Topics: perjury prosecutions, witness corroboration, jury instructions, criminal trials

Summary

Background

A man was later tried for perjury after he had testified in a prior government hearing about a purchase of automobile tires. In that earlier proceeding he denied buying or possessing the tires and said he only lent money and signed a notarized letter as an accommodation. He was later indicted for saying something false under oath. At the perjury trial he repeated his account, the Government produced several witnesses the jury could credit as showing he was the buyer, and the defendant asked the judge to tell the jury that perjury convictions require corroboration beyond a single witness.

Reasoning

The Court addressed two questions: whether the old rule barring conviction on one uncorroborated witness should be abandoned, and whether a judge must instruct the jury about that rule when asked. The Court refused to discard the long-established rule and explained that it protects witnesses and fits long practice. The Court also held that a judge must, when requested, tell the jury that more than one witness or corroborating circumstances are required, because the jury — not the judge — must decide the trustworthiness of supporting evidence.

### DATA EXCERPTS

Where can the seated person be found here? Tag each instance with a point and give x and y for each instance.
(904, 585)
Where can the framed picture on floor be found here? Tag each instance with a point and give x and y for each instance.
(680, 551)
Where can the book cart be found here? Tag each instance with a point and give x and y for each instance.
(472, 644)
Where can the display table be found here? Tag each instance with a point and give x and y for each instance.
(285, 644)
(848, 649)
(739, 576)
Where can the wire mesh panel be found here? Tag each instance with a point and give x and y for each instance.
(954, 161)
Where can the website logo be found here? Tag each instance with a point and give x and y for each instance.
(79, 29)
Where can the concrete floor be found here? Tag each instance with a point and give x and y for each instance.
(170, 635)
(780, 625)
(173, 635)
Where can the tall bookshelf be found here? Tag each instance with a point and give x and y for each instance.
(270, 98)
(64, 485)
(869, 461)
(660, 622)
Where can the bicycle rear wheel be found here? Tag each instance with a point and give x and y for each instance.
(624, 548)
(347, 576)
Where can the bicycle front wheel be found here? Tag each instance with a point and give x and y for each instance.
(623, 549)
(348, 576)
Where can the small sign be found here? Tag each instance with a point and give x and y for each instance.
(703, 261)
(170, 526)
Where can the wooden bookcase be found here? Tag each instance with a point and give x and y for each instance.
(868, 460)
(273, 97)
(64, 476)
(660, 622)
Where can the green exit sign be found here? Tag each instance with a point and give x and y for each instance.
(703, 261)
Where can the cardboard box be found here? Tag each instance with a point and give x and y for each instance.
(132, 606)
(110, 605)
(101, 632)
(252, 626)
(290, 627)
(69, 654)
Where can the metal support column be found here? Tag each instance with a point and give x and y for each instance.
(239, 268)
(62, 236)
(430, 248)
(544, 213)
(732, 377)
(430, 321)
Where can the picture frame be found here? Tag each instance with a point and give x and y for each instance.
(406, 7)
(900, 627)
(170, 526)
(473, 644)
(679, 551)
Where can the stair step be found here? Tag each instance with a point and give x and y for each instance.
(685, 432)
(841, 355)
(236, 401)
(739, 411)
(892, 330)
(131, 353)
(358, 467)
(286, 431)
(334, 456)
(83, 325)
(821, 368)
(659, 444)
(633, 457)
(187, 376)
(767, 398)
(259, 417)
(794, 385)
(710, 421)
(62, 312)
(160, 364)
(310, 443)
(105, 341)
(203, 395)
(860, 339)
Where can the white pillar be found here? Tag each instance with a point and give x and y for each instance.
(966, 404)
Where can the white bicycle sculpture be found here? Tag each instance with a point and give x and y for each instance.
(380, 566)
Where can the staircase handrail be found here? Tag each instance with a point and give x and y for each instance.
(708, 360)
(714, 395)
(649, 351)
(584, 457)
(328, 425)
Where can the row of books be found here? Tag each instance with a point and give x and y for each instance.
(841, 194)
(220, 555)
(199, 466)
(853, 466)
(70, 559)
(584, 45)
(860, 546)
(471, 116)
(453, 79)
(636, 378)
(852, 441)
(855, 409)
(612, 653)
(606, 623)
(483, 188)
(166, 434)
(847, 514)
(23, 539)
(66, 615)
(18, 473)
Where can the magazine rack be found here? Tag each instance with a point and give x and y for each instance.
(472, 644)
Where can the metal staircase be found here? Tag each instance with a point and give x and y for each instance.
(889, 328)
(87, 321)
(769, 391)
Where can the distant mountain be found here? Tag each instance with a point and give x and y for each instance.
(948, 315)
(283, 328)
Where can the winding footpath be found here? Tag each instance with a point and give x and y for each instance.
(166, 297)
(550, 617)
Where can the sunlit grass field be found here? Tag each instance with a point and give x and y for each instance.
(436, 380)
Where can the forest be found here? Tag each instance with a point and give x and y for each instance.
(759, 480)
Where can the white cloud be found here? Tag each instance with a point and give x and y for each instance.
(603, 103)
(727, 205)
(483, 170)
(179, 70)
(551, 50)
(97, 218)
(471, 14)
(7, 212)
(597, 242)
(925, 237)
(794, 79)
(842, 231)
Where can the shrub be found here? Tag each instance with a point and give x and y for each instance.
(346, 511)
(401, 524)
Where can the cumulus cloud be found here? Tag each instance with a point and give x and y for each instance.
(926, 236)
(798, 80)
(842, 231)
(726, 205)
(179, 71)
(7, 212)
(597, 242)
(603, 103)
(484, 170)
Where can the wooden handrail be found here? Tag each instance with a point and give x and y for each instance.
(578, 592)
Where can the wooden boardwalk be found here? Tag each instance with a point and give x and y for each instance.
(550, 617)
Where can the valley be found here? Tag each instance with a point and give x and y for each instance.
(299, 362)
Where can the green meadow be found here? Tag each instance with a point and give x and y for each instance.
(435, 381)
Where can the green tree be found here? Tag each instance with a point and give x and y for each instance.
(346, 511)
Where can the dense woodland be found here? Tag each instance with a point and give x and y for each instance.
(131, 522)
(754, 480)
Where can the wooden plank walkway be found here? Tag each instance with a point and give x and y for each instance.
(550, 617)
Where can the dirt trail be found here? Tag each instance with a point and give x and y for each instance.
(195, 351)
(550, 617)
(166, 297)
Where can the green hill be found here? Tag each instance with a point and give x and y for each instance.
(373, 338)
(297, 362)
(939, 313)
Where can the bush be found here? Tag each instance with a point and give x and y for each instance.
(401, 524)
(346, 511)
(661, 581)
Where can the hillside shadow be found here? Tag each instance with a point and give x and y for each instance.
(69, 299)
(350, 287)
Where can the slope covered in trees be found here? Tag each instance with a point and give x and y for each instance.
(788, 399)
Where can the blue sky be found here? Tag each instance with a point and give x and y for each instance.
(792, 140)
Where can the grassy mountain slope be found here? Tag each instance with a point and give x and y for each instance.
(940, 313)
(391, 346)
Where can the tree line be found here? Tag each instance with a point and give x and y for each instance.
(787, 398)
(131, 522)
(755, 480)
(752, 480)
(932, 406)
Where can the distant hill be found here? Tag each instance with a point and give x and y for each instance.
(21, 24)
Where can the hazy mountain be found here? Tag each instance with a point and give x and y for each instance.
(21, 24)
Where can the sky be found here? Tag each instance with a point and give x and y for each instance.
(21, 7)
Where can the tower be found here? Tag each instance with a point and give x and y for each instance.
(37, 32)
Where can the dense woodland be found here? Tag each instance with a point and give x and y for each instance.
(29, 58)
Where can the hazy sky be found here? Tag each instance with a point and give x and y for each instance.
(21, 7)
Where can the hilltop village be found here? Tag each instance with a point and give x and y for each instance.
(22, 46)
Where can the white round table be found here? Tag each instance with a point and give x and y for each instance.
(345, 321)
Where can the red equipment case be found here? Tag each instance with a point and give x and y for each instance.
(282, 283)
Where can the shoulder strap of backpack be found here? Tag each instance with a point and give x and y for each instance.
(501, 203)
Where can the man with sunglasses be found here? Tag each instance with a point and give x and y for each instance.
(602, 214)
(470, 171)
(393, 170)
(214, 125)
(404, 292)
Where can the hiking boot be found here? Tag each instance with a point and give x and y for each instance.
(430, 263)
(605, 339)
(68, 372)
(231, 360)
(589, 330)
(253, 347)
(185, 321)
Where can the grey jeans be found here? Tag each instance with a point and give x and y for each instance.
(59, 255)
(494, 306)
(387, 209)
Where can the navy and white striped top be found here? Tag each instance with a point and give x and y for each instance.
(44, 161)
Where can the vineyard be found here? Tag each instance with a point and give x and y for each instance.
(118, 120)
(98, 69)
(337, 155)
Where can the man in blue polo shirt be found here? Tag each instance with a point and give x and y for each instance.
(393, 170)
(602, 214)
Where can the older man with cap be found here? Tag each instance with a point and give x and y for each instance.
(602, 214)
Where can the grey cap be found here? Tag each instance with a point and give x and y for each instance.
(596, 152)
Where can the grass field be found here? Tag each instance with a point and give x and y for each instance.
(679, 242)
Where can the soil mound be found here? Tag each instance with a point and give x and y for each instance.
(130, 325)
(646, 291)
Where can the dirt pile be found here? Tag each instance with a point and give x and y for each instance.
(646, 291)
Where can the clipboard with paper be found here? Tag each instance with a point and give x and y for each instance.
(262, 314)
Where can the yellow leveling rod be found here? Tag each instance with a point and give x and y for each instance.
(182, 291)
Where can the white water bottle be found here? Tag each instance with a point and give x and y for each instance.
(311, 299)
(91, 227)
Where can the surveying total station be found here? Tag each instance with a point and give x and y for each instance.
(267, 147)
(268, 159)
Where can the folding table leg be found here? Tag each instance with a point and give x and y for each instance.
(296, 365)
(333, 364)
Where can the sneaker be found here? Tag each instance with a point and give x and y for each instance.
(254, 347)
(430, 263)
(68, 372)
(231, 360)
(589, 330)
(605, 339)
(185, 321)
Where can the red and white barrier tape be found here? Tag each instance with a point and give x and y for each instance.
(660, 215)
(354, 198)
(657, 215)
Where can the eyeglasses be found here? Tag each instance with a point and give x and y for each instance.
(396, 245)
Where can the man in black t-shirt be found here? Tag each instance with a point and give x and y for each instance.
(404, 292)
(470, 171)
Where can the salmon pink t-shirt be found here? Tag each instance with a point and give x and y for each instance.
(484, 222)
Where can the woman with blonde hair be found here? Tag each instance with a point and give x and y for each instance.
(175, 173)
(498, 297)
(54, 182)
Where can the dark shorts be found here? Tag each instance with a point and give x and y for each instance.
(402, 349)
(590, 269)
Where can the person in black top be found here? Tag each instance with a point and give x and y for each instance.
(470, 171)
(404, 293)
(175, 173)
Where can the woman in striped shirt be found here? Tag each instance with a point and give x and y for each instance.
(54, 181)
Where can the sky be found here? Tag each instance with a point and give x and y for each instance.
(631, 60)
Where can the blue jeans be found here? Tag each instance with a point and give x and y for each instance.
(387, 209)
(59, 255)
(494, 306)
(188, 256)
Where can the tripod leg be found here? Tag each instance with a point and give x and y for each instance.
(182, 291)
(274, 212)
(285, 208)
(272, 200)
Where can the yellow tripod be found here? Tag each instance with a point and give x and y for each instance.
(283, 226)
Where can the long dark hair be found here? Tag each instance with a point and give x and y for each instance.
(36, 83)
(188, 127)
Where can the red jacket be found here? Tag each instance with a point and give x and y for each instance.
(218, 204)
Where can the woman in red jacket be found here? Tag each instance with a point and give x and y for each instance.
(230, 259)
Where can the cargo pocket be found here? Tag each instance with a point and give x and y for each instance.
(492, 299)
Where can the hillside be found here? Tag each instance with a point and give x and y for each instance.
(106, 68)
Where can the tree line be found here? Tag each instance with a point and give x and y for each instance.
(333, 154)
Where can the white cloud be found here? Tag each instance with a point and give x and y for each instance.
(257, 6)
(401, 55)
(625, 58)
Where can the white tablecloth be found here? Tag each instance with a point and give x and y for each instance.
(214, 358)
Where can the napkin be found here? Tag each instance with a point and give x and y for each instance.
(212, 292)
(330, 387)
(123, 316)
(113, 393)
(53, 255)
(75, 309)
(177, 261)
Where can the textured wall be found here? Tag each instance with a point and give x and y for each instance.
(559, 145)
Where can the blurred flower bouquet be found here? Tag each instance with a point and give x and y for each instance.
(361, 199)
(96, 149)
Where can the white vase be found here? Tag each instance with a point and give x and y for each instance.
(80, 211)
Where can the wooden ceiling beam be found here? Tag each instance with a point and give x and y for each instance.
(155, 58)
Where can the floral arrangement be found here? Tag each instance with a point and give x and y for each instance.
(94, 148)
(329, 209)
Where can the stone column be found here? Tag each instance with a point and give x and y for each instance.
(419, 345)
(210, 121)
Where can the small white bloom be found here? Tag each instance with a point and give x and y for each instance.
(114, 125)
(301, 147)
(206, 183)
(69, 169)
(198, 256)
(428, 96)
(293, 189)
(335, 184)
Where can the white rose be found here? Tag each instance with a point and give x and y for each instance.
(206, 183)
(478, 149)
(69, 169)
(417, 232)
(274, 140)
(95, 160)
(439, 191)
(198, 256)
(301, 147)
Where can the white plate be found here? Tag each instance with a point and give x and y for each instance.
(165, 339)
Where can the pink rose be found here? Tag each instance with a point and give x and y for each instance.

### STATED PROBLEM 1
According to the perjury case summary, why must a judge, when asked, instruct the jury that more than one witness or corroborating circumstances are required?
### STATED PROBLEM 2
Resume the perjury case summary after its final sentence.

### EXPECTED ANSWER 1
The judge must give that instruction because the jury, not the judge, has to decide whether the supporting evidence is trustworthy.

### EXPECTED ANSWER 2
Real world impact

Because the trial judge refused the requested instruction, the Court reversed the conviction. The opinion makes clear that perjury prosecutions cannot rest solely on an oath-against-an-oath unless the jury is properly instructed about corroboration. The decision leaves the rule intact and requires trial judges to give requested instructions about corroboration so juries can make informed credibility judgments.